• [Soal dan Tugas]
1. Unit akademik apa saja yang tercantum di bagian awal makalah tentang tujuan pendidikan general? Sebutkan semuanya.
2. Teruskan makalah tentang tujuan pendidikan general dalam QS. Al-Baqarah 2:201, dimulai sesudah kalimat terakhirnya.

• [Halaman]
TUJUAN
PENDIDIKAN “GENERAL”
KEMAKMURAN
KEHIDUPAN (QS. Al-Baqarah, 2:201)
Laela Purniawati
NIM. (2117284)
KELAS A
JURUSAN PENDIDIKAN AGAMA ISLAM
FAKULTAS TARBIYAH DAN ILMU KEGURUAN
INSTITUT AGAMA ISLAM NEGERI (IAIN) PEKALONGAN
2018
KATA PENGANTAR
Assalamu’alaikum Wr.Wb
Puji syukur kepada Allah Swt, yang telah memberikan
rahmat dan karunia-Nya sehingga penulis dapat menyelesaikan tugas makalah ini,
sholawat serta salam semoga tetap tercurahkan kepada junjungan kita Nabi
Muhammad Saw. Makalah ini disusun guna untuk memenuhi tugas pada mata kuliah
Tafsir Tarbawi yang berjudul Tujuan Pendidikan General dalam Memakmurkan kehidupan
QS. Al-Baqarah, 2:201 dengan baik. Penulis menyadari bahwa masih banyak
kekurangan dan kerterbatasan dalam penyajian tugas ini. Oleh karena itu saya
mengharapkan kritik dan saran yang membangun darisemua pembaca untuk
menyempurnakan tugas ini. Semoga makalah ini bermanfaat dan dapat menambah
pengetahuan pembaca. Demikian tugas ini saya susun, apabila ada kata-kkata yang
kurang berkenan dan banyak kesalahan saya mohon maaf yang sebesar-besarnya.
Wassalamu’alaikum Wr.Wb.
Pekalongan, 03 Oktober 2018
penulis
BAB I
PENDAHULUAN
A. Latar Belakang
Tujuan manusia hidup pastilah kebahagiaan dan
kemakmuran dalam kehidupannya, akan tetapi cara mencapai kebahagian itulah yang
membuat seseorang menghalalkan segala cara agar kehidupan mereka makmur dan
bahagia. Perasaan bahagia dan sedih dalam kehidupan manusia adalah hal yang
wajar terjadi. Akan tetapai jika mampu mengoptimalkan perasaan bahagia dan
sedih tersebut ke arah yang positif maka manusia pasti mampu berfikir positif
terhadap semua masalah yang dihadapinya, dari pikiran yang positif tersebut
pastilah kehidupan yang dijalani manusia akan mencapai kebahagiaan dan
kemakmuran, karena manusia merasa cukup terhadap apa yang dimilikinya dan
senantiasa bersyukur atas apa yang di berikan Allah kepadanya.

• [Data Tercatat]
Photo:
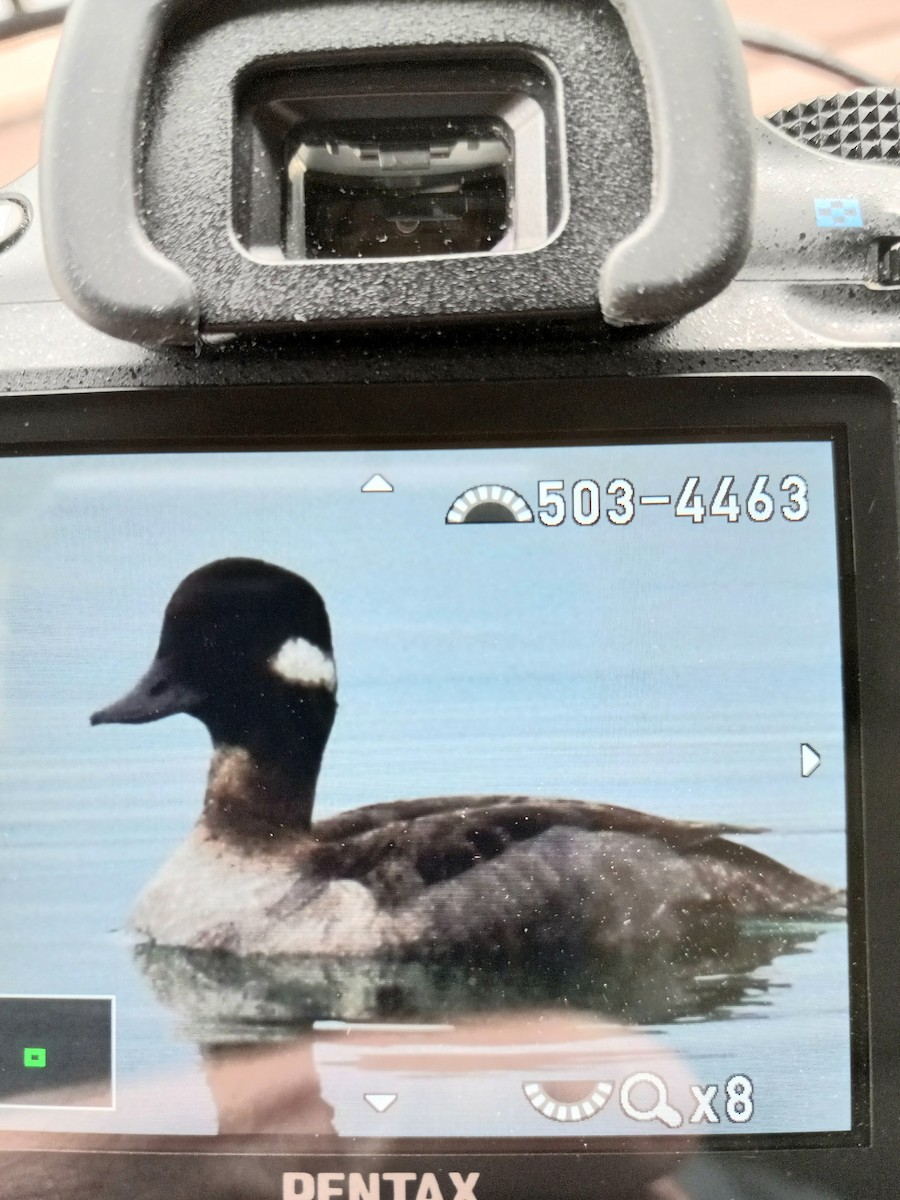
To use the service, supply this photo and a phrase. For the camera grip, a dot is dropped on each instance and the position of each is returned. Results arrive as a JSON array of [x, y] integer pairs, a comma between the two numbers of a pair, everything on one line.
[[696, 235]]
---
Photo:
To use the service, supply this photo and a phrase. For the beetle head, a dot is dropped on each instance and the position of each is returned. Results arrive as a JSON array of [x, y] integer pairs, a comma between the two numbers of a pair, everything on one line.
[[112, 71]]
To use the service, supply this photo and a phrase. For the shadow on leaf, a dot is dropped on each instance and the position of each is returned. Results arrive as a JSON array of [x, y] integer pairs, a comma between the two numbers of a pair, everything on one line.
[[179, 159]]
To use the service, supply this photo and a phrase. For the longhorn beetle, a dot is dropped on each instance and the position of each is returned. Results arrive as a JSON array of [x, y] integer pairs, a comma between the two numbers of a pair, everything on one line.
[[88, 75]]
---
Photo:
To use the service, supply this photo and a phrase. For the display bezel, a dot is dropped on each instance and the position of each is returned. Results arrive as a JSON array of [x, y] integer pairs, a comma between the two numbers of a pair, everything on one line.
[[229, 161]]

• [Jawaban per Tugas]
1.
- Jurusan Pendidikan Agama Islam
- Fakultas Tarbiyah dan Ilmu Keguruan
- Institut Agama Islam Negeri (IAIN) Pekalongan

2.
B. Rumusan Masalah
1. Bagaimana
Kemakmuran dan Kehidupan Dunia?
2. Apa Dalil untuk
Memakmurkan kehidupan Dunia?
3. Bagaimana
Makmur Damai Pintu Sejahtera itu?
C. Tujuan
1. Untuk
Mengetahui Bagaimana Kemakmuran dan Kehidupan Dunia.
2. Untuk
Mengetahui Dalil untuk Memakmurkan kehidupan Dunia.
3. Untuk
mengetahui Makmur Damai Pintu Sejahtera.
BAB II
PEMBAHASAN
A. Kemakmuran dan
Kehidupan Dunia
1. Kehidupan Dunia
Suka atau tidak suka, mau atau tidak mau saat
ini kita sedang mengalami hidup di dunia ini. Mungkin kita lahir ditengah
keluarga yang kaya raya, hidup berkecukupan, atau keluarga yang kurang mampu
yang serba kekurangan. Diantara kita ada yang terlahir sebagai oarang
Indonesia, Arab, China, Eropa dan sebagainya. Ada yang terlahir sebagai orang
minang, Batak, Sunda, Jawa, Ambon dan
sebagainya, kita tidak bisa menolaka takdir kita terlahir ditengah bangsa atau
suku tertentu.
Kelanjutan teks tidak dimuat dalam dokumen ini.